- **PROVIDED PASSAGE**:
That's one of the anticipated uses for SSDs in next-gen consoles. Some of that is data persistence and some is just drawing overhead though. eg. You have to have dead bodies disappear because even if you have enough RAM to store them (and you do; they're just a few numbers to indicate where a copy of an object is to be placed), eventually you can't render that many piled up bodies fast enough, and can't compute the physics needed to clamber over them all.

Expect improvements in some games, but also expect for game-play/logistics reasons that there'll still be unnatural behaviours in games like disappearing things.
 
What's the size of pages in sony's ssd? I don't think we know. Often minimum page size on ssd is quite large. Could be the flash pages are 256kB or even 512kB. The optane argument really is valid for small pages as ssd's do have overhead on the minimum read size and optane can read storage like ram. That's also the same reason why trim was invented and early ssd drives could hitch when disk starts to be full(ish). There would be free space on disk but no free blocks. Drive would on writes then have to read many blocks that are not completely full, rearrange data and write back. Trim does this behind the scenes.

Games would have to pack the data into fairly sized chunks to optimize ssd bandwidth. In best case the ssd block size and kraken compression block sizes are same. I assume this is no problem because most data is large and the very small data you can cache in ram anyway if it turns out to be issue(it's small, pack small data together to larger blocks and cache it in ram as needed...)
Should be something optimized to transfer trough the 12 channels bus in one or two bus clock cycle ??? The match between filesystem, ssd and bus is what makes it so fast IMHO.
 
That's one of the anticipated uses for SSDs in next-gen consoles. Some of that is data persistence and some is just drawing overhead though. eg. You have to have dead bodies disappear because even if you have enough RAM to store them (and you do; they're just a few numbers to indicate where a copy of an object is to be placed), eventually you can't render that many piled up bodies fast enough, and can't compute the physics needed to clamber over them all.

Expect improvements in some games, but also expect for game-play/logistics reasons that there'll still be unnatural behaviours in games like disappearing things.
Judging by how the ue5 demo works it only loads the amount of triangles needed per pixel count so that wouldnt matter how many objects are on screen, and about physics could be an issue for desd bodies but could allow for more dead npcs than the 13gb ram limit, or they could make bodies far from player static and the ones closer rigid,
Thats my assumption since just loading raw original data from ssd and not being able to add data during runtime is a bit pointless!
 
UE5 only does that specific function with its static terrain. It doesn’t apply this everywhere however. So there are limitations to their technology, like all technologies. That static terrain will look sweet, but may not be what most games want. Some may want more characters on screen, or a lot of different objects on screen. We aren’t sure what it can handle. I think we are convinced it can handle a lot, but it’s quite unknown.
 
UE5 only does that specific function with its static terrain. It doesn’t apply this everywhere however. So there are limitations to their technology, like all technologies. That static terrain will look sweet, but may not be what most games want. Some may want more characters on screen, or a lot of different objects on screen. We aren’t sure what it can handle. I think we are convinced it can handle a lot, but it’s quite unknown.

- **YOUR TASK**:
Continue the forum discussion about SSDs in next-gen consoles, picking up after its final post.

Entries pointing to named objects
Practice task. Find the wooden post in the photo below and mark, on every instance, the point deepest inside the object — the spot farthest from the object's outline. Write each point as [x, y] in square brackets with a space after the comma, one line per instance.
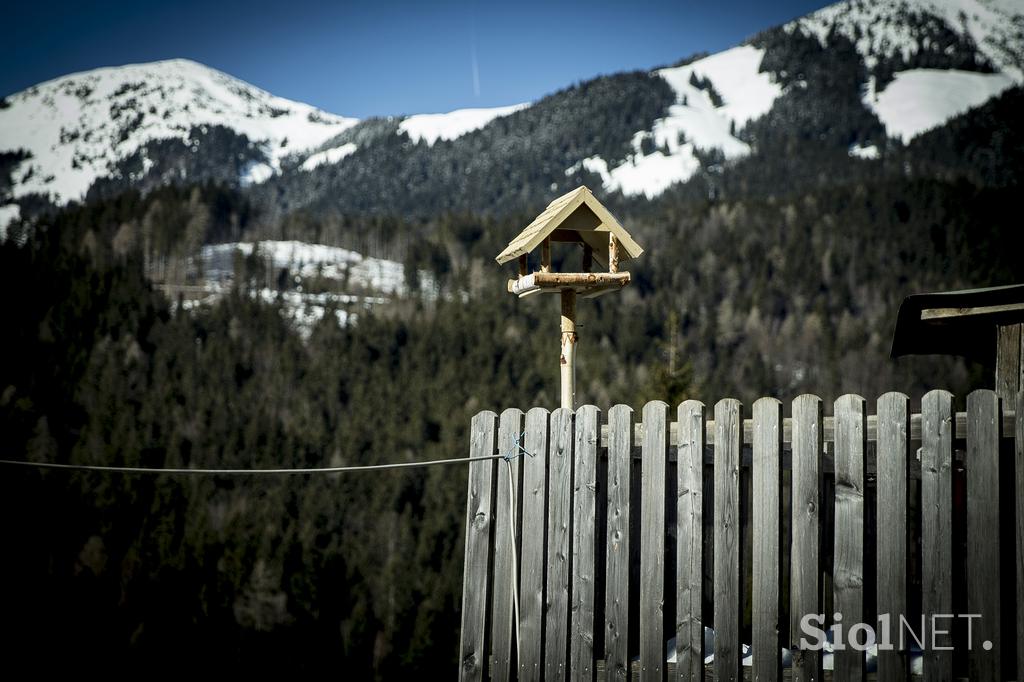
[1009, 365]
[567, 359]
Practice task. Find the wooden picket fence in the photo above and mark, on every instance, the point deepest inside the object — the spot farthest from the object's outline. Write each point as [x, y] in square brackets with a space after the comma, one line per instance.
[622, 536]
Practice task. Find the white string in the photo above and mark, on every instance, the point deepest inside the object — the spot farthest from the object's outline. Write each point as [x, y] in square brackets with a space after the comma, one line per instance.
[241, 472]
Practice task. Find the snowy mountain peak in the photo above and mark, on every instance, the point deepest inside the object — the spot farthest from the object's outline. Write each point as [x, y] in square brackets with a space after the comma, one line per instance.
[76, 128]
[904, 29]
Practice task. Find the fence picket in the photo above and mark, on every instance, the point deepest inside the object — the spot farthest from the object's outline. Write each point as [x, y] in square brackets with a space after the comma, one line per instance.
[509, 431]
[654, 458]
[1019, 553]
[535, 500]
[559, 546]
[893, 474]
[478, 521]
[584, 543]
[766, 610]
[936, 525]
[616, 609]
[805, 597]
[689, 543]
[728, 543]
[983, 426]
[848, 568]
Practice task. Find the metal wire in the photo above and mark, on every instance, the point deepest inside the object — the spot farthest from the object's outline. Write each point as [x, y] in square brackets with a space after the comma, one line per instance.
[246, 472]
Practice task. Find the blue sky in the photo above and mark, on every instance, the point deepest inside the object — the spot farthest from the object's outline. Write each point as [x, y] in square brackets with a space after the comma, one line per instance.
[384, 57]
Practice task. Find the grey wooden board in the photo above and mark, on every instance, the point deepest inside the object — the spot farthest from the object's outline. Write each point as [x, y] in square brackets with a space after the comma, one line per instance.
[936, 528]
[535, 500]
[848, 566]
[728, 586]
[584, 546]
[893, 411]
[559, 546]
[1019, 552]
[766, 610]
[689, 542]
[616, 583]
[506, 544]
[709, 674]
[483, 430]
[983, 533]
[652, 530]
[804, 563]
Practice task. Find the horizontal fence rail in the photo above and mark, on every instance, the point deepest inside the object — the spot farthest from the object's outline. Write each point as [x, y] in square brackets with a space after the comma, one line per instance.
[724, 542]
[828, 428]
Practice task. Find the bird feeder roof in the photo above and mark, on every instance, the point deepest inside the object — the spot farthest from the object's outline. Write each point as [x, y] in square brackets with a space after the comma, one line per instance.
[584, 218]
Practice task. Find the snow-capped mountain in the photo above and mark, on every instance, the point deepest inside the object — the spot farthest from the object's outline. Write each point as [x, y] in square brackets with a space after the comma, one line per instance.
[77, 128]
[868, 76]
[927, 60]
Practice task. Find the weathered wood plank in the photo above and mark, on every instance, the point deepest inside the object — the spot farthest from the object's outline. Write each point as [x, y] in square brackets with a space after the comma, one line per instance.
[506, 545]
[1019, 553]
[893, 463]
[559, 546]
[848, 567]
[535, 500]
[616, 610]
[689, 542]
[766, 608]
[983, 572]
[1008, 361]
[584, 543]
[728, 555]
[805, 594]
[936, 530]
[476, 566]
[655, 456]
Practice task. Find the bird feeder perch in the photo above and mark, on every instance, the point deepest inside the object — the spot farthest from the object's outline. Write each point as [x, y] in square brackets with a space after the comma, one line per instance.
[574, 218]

- **FINAL ANSWER**:
We dont know for sure if the nanite tech only works for static terrain even if it does im just talking about streaming polygons you see on a frame that shouldnt be expensive or only require nanite same as virtual texturing it isnt just terrain you can do objects too trees buildings grass and so on even characters, so given that wizwig then the 100gb on the xva makes sense you can cache additive data created during runtime when playing a game, and thats tha i said not just npcs can be destroyed buildings, bullet holes, rubble alot of states and interactions for instance cars wont disappear as they do in gta when u look away alot of such states can be stored on the ssd during runtime and dont have to be just things u see on screen.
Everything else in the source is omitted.